Problem to solve ▸ Retype the lines of the records from the one containing "of the watercolor" through the one containing "POLYGON ((157 240, 162", including both of those lines, without changing a character and without adding anything else.

Material supplied ▸
------------------------------------------------------------

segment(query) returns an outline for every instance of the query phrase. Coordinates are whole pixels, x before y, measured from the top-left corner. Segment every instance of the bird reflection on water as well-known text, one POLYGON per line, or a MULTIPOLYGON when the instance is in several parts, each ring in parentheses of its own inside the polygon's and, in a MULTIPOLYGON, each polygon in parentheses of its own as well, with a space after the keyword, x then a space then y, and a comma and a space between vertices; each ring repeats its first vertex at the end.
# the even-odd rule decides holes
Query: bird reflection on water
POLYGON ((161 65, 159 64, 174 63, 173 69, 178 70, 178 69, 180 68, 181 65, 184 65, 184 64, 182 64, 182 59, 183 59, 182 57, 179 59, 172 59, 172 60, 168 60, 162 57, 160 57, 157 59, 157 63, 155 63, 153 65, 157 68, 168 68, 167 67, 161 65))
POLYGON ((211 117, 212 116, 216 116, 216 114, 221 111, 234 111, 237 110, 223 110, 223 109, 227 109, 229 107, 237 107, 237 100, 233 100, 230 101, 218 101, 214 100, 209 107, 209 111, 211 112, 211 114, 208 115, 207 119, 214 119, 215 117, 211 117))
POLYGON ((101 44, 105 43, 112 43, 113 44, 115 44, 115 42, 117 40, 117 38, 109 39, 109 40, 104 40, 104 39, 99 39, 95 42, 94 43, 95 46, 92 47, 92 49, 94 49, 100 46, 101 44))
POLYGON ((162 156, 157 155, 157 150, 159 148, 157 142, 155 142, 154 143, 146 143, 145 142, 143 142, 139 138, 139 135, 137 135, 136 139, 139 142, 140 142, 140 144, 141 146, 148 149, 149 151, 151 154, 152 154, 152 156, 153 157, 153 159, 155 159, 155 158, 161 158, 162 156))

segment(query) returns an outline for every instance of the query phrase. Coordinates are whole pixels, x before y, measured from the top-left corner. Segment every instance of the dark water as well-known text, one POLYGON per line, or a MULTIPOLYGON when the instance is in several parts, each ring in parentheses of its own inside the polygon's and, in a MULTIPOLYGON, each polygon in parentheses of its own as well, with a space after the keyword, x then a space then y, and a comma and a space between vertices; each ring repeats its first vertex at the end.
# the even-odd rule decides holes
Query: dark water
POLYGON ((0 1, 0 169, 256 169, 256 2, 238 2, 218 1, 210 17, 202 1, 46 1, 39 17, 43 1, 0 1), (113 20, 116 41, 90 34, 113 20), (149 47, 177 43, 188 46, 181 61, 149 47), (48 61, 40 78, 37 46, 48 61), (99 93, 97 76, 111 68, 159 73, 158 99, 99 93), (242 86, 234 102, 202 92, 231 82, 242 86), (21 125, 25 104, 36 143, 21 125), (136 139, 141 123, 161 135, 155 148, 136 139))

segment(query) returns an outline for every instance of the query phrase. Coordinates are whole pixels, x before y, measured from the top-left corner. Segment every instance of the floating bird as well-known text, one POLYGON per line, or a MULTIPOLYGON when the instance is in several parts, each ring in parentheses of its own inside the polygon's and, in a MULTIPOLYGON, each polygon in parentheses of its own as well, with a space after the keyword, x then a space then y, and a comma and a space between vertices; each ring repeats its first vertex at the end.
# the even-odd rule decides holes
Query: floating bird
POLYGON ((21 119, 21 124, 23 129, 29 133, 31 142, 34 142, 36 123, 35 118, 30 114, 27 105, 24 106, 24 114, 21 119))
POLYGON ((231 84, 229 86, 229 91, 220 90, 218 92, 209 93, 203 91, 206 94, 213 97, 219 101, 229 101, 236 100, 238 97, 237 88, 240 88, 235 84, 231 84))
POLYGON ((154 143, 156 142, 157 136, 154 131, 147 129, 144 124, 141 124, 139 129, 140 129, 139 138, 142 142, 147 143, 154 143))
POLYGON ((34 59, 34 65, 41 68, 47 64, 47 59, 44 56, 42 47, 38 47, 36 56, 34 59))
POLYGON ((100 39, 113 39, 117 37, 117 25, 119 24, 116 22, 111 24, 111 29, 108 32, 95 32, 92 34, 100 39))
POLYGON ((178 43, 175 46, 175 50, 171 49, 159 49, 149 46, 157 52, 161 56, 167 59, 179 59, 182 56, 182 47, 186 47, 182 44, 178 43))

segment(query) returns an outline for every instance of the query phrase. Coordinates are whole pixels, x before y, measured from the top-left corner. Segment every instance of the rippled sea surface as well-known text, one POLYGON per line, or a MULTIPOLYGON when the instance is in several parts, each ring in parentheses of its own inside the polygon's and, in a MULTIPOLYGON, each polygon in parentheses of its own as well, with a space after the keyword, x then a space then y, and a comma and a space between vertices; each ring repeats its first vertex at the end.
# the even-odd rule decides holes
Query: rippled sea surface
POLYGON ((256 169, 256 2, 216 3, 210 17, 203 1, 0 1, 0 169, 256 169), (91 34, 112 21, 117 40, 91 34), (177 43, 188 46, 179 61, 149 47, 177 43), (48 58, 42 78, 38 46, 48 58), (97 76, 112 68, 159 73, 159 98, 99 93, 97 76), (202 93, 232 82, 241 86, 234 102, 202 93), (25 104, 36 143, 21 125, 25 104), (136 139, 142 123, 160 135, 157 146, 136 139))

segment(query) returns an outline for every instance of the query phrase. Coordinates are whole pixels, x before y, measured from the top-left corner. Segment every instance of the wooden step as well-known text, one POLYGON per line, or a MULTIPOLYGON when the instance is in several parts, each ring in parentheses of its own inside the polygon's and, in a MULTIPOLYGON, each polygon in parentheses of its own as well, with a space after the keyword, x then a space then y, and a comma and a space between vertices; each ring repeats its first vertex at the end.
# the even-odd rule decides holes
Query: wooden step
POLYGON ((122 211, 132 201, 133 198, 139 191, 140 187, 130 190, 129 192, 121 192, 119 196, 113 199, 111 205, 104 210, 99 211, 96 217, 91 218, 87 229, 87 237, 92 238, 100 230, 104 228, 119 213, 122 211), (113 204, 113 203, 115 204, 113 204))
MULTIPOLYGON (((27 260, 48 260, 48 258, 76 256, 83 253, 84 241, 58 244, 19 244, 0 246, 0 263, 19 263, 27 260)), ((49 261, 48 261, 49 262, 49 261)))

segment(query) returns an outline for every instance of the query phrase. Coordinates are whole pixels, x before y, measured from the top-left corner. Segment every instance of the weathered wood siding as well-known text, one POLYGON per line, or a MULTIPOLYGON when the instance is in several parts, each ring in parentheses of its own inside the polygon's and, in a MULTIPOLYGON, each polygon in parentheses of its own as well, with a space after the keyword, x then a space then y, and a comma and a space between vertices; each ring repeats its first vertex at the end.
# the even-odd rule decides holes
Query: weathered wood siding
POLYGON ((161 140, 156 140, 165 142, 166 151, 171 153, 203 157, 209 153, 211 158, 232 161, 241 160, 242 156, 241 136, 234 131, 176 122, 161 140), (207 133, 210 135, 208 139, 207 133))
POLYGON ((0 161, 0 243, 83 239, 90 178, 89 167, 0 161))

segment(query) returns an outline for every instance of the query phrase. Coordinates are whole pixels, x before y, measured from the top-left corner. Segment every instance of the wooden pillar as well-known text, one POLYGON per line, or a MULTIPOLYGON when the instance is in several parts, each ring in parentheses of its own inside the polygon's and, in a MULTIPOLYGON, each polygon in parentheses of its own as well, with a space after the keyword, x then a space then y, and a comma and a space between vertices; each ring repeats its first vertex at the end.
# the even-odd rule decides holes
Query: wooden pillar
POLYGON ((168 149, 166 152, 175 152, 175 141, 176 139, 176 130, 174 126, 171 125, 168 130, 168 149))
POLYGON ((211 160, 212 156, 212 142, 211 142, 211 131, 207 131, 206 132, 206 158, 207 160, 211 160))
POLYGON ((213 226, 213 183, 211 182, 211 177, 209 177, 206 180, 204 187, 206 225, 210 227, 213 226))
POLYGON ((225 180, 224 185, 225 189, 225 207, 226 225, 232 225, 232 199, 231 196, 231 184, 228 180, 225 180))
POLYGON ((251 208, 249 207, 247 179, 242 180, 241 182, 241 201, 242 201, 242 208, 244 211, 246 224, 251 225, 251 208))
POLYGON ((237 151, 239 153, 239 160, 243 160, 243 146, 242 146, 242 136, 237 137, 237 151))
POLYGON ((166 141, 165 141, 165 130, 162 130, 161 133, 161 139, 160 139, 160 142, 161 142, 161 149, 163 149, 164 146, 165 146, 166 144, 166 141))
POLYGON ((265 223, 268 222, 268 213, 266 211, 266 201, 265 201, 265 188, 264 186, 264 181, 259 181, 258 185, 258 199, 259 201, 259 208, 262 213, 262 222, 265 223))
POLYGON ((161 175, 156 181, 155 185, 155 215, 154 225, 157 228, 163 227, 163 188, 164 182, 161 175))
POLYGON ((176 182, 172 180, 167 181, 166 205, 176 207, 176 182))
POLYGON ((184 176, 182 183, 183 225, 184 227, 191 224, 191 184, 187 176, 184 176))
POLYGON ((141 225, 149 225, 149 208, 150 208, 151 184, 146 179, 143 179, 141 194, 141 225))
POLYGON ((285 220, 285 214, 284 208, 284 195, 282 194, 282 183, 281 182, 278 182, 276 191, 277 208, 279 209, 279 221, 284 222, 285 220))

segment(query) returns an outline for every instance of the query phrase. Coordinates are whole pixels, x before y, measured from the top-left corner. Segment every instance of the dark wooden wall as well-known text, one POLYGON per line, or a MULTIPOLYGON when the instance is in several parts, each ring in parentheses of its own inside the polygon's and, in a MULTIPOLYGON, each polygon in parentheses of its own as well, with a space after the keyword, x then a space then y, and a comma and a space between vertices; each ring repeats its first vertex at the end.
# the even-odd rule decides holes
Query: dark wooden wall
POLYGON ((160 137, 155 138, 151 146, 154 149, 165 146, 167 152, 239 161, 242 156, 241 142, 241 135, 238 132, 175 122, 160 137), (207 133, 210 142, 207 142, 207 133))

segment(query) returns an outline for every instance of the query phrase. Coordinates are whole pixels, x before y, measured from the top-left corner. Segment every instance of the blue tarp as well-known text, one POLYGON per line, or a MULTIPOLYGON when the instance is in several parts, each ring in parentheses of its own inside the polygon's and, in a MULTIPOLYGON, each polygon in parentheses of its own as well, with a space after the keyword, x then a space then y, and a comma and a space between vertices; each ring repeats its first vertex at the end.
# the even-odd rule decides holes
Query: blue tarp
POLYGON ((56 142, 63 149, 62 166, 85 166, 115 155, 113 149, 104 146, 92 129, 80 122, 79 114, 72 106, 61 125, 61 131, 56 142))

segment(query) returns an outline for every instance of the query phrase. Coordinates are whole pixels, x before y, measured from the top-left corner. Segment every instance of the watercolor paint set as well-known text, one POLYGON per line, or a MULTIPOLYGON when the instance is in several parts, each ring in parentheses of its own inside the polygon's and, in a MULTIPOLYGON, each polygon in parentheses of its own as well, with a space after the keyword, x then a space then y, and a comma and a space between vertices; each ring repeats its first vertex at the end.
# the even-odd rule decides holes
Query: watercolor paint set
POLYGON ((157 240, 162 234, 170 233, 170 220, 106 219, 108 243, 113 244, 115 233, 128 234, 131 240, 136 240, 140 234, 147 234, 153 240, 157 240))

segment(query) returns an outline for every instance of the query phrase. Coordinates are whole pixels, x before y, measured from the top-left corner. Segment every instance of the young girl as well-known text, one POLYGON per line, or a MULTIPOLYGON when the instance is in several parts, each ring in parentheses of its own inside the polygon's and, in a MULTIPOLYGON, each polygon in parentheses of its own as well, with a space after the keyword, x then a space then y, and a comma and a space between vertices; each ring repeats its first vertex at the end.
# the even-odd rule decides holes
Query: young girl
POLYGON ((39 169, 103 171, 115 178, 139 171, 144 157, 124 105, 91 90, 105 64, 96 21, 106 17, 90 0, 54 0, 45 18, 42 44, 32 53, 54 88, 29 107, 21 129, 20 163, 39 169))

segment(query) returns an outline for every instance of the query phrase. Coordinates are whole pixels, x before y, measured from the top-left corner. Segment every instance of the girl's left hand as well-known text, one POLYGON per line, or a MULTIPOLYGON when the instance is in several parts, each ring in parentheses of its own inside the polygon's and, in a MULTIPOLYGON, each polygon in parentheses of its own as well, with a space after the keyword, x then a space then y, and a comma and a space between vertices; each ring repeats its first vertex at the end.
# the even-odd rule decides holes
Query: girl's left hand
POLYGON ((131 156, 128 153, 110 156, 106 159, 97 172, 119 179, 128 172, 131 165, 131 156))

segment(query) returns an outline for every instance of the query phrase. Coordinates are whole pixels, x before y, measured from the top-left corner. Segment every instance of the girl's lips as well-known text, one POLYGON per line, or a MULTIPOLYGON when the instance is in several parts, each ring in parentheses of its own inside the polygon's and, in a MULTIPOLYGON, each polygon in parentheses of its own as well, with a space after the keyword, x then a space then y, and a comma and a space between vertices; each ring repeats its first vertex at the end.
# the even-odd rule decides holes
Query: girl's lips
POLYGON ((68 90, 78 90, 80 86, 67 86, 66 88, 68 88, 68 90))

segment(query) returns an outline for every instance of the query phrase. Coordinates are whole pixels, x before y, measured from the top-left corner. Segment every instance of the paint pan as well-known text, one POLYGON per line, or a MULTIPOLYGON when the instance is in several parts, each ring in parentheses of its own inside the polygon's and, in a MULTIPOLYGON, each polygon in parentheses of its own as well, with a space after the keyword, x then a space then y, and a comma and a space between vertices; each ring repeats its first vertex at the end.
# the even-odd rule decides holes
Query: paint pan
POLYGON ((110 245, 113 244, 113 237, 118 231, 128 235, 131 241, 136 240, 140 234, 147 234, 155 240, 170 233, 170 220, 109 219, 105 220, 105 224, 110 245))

------------------------------------------------------------

Answer in full ▸
segment(query) returns an outline for every instance of the query phrase. Coordinates are whole pixels, x before y, measured from the top-left corner. Segment every instance of the watercolor paint set as well-known text, one POLYGON per line, or a MULTIPOLYGON when the instance is in several parts, each ring in parentheses of its own inside the polygon's and, in a MULTIPOLYGON, each polygon in parentheses of its own as well, with a space after the keyword, x then a space then y, and a comma and a space between vertices; each ring repeats its first vertex at the end.
# the even-odd rule decides holes
Query: watercolor paint set
POLYGON ((157 240, 162 234, 170 233, 170 220, 106 219, 108 243, 113 244, 115 233, 128 234, 131 240, 136 240, 140 234, 147 234, 153 240, 157 240))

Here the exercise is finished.